2. Enter your Shopify store URL, Admin API access token, and generate a webhook secret.
3. Copy the webhook URL displayed in the connector card:
https://your-oms.example.com/connectors/{connector_id}/webhook
4. In Shopify Admin → Settings → Notifications → Webhooks, register the same URL for each topic you want to receive. All topics share one URL and one signing secret:
Order topics → import as OMS orders. Product topics → upsert InventoryItem records across all active fulfillment nodes.
5. Enable the connector (toggle to Active). Orders and product catalog changes from Shopify will automatically sync into the OMS.
Amazon SP-API Setup
Amazon uses polling, not webhooks. The OMS polls the SP-API every 15 minutes automatically via a Celery Beat scheduled task — no webhook registration is required.
1. In Seller Central, navigate to Apps & Services → Develop Apps. Create a new app to obtain your client_id and client_secret.
-*-*-
» Given problem a
From the entries below, copy out word for word the stretch from the line containing "Mark one point per instance of the whole" through the last line of the entries.
-*-*-
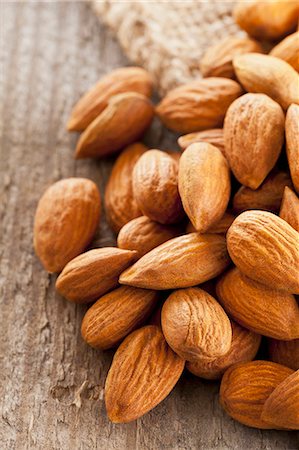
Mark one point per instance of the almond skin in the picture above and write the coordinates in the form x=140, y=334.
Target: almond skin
x=120, y=204
x=143, y=234
x=204, y=184
x=144, y=371
x=268, y=75
x=289, y=210
x=253, y=137
x=218, y=59
x=155, y=187
x=122, y=122
x=92, y=274
x=66, y=220
x=246, y=386
x=116, y=314
x=265, y=248
x=195, y=325
x=292, y=132
x=198, y=105
x=181, y=262
x=267, y=197
x=124, y=79
x=284, y=352
x=244, y=347
x=282, y=406
x=259, y=308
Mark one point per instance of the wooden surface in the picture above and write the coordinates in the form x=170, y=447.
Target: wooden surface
x=51, y=386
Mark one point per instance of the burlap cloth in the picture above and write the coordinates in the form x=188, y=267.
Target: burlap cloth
x=167, y=38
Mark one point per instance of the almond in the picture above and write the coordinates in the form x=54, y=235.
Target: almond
x=268, y=75
x=121, y=80
x=120, y=204
x=143, y=234
x=259, y=308
x=288, y=50
x=93, y=273
x=292, y=132
x=282, y=406
x=181, y=262
x=267, y=197
x=289, y=210
x=218, y=59
x=265, y=248
x=198, y=105
x=246, y=386
x=213, y=136
x=122, y=122
x=270, y=19
x=155, y=187
x=204, y=184
x=284, y=352
x=116, y=314
x=66, y=220
x=144, y=371
x=253, y=137
x=195, y=325
x=244, y=347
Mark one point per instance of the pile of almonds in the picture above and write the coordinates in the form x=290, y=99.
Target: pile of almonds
x=207, y=256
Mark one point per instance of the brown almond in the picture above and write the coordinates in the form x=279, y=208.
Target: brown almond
x=259, y=308
x=122, y=122
x=244, y=347
x=181, y=262
x=265, y=248
x=92, y=274
x=195, y=325
x=117, y=314
x=253, y=137
x=66, y=220
x=198, y=105
x=204, y=184
x=144, y=371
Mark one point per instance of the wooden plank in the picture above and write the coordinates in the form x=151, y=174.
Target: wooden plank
x=52, y=382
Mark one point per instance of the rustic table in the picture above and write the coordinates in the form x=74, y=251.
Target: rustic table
x=51, y=386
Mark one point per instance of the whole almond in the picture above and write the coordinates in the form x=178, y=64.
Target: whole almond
x=122, y=122
x=292, y=132
x=195, y=325
x=288, y=50
x=144, y=371
x=181, y=262
x=204, y=184
x=244, y=347
x=267, y=197
x=289, y=210
x=268, y=75
x=259, y=308
x=265, y=248
x=121, y=80
x=218, y=59
x=282, y=406
x=198, y=105
x=245, y=388
x=116, y=314
x=269, y=19
x=155, y=187
x=143, y=234
x=66, y=220
x=120, y=204
x=92, y=274
x=253, y=137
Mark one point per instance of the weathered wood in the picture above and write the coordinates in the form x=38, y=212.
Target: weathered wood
x=51, y=386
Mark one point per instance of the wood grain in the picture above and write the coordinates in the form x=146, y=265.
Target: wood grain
x=51, y=382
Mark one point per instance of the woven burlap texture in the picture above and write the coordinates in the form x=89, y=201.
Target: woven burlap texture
-*-*-
» Given problem b
Carry on writing the OMS connector setup guide, picking up right after its last sentence.

» Output a
Mark one point per instance of the whole almond in the picture above and write the coordinates in the form x=178, y=64.
Target: whole almond
x=122, y=122
x=292, y=132
x=195, y=325
x=288, y=50
x=144, y=371
x=181, y=262
x=204, y=184
x=244, y=347
x=267, y=197
x=289, y=210
x=268, y=75
x=259, y=308
x=265, y=248
x=121, y=80
x=218, y=59
x=282, y=406
x=198, y=105
x=245, y=388
x=116, y=314
x=269, y=19
x=155, y=187
x=143, y=234
x=66, y=220
x=120, y=204
x=92, y=274
x=253, y=137
Mark one point per instance of the weathered wood in the picture above and write the coordinates in the form x=38, y=212.
Target: weathered wood
x=51, y=386
Mark one point per instance of the wood grain in the picture above and write the coordinates in the form x=146, y=265.
Target: wood grain
x=51, y=382
Mark one point per instance of the woven burlap texture in the picture above and write the coordinates in the form x=89, y=201.
Target: woven burlap texture

» Output b
2. Generate a refresh_token by completing the OAuth authorization flow for your selling account.
3. In the OMS Admin Console → Connectors, click Add Connector and select Amazon SP-API. Provide the following fields:
| Config Field | Description |
|---|---|
client_id | LWA (Login with Amazon) client ID from Seller Central app |
client_secret | LWA client secret from Seller Central app |
refresh_token | OAuth refresh token authorizing OMS to act on behalf of your seller account |
marketplace_id | SP-API marketplace ID (e.g. ATVPDKIKX0DER for US) |
seller_id | Your Amazon seller / merchant ID |
region | API region endpoint: na, eu, or fe |
4. Click Test Connection. The OMS calls GET /sellers/v1/marketplaceParticipations to verify credentials and retrieve marketplace details.
5. Enable the connector. The Celery Beat schedule (poll_amazon_orders) will automatically pull new orders every 15 minutes and import them as OMS orders with channel=MARKETPLACE.
No webhook registration needed for Amazon. All inbound order data flows through the polling task. The OMS deduplicates by external_order_id (Amazon order ID) so repeated polls are safe.
Multi-Topic Support (Same URL)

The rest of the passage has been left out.